Community Articles

dchaffey · ‎03-14-2017

Introduction

What we’re doing:

Committing to <2 hours setup time
Deploying a matched pair of 3 node HDF clusters into two different zones on AWS EC2
Configuring some basic performance optimisations in EC2/NiFi
Setting up site-to-site to work with EC2's public/private FQDNs

What you will need:

AWS account with access / credits to deploy 3x EC2 machines in two different regions
Approx 80Gb SSD disk per machine, for 480GB total
3x Elastic IPs per region
(Preferable) iTerm or similar ssh client with broadcast capability
You should use two different AWS regions for your clusters, I’ll refer to them as regionA and regionB

Caveats:

We’re going to use a script to setup OS pre-requisites and deploy HDF on the server nodes to save time, as this article is specific to AWS EC2 setup and not generic HDF deployment
We’re not setting up HDF Security, though we will restrict access to our nodes to specific IPs
This is not best practice for all use cases, particularly on security; you are advised to take what you learn here and apply it intelligently to your own environment needs and use cases
You don't have to use Elastic IPs, but they'll persist through environment reboots and therefore prevent FQDN changes causing your services to need reconfiguration

Process

Part 1: EC2 Public IPs, Instance & OS setup, and HDF packages deployment

Create Public IPs

Login to your AWS:EC2 account and select regionA
Select the ‘Elastic IPs’ interface
Allocate 3x new addresses, note them down
Switch to regionB and repeat

Launch EC2 instances

Run the ‘Launch Instance’ wizard
From ‘AWS Marketplace’, select ‘CentOS 7 (x86_64) - with Updates HVM’
Select ‘t2.xlarge’ (4x16)

..............................

» Objective 1
Find each line in the rows that contains the word "bark" and copy those lines.
The AWS setup article has no connection to the rows.

..............................

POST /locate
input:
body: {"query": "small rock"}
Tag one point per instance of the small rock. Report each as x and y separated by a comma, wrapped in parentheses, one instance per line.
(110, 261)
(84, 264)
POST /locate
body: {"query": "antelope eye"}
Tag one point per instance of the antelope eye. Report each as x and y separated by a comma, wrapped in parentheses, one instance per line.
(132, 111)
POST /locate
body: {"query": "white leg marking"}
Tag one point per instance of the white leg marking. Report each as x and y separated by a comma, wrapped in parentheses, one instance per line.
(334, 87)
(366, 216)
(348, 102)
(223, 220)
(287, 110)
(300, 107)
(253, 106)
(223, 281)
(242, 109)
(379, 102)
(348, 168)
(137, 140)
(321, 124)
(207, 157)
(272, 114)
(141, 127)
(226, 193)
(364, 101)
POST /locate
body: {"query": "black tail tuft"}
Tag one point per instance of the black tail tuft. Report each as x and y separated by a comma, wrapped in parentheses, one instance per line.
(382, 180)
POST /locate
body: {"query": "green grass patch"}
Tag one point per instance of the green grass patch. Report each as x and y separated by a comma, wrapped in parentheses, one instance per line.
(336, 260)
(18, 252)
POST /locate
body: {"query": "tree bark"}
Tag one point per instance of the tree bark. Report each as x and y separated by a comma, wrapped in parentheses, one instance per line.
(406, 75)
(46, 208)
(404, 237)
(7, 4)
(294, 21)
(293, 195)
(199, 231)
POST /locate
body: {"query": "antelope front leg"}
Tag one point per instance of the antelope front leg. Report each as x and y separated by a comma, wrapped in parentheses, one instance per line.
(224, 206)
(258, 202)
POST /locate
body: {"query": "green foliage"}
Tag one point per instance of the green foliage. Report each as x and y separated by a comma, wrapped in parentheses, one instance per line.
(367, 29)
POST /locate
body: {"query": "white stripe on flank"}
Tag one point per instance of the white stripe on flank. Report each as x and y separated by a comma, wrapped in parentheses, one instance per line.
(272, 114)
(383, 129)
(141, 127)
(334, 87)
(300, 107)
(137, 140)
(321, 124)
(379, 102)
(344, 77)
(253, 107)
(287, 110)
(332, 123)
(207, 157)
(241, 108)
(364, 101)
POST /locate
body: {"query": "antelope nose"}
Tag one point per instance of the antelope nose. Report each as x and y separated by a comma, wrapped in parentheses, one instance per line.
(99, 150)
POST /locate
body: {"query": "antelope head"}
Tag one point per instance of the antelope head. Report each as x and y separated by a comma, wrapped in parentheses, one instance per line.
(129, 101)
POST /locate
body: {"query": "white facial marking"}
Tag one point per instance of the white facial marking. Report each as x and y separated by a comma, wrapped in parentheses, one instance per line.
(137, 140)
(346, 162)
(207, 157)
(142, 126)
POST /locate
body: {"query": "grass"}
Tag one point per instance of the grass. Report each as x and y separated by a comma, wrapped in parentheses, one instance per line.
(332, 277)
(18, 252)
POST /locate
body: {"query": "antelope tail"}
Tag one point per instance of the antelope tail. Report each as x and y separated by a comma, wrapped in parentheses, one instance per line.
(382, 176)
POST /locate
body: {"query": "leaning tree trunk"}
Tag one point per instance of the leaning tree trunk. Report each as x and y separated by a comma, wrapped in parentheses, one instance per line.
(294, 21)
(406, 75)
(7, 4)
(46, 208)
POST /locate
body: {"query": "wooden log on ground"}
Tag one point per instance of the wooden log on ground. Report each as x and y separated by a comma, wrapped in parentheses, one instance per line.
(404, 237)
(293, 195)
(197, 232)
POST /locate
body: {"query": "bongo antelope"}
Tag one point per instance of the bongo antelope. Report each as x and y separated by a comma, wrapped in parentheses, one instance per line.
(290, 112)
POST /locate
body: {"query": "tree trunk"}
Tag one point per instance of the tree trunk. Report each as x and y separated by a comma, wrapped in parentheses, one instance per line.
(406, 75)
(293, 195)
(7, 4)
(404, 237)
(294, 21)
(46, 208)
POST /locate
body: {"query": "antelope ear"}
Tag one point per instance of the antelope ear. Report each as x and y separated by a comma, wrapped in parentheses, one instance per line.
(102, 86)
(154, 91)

..............................

» Objective 2
Please output, word for word, the part of the AWS setup article that opens with the words containing "Login to your" and closes with "Select ‘t2.xlarge’ (4x16)".

» Final answer 1
body: {"query": "tree bark"}
Tag one point per instance of the tree bark. Report each as x and y separated by a comma, wrapped in parentheses, one instance per line.

» Final answer 2
Login to your AWS:EC2 account and select regionA
Select the ‘Elastic IPs’ interface
Allocate 3x new addresses, note them down
Switch to regionB and repeat

Launch EC2 instances

Run the ‘Launch Instance’ wizard
From ‘AWS Marketplace’, select ‘CentOS 7 (x86_64) - with Updates HVM’
Select ‘t2.xlarge’ (4x16)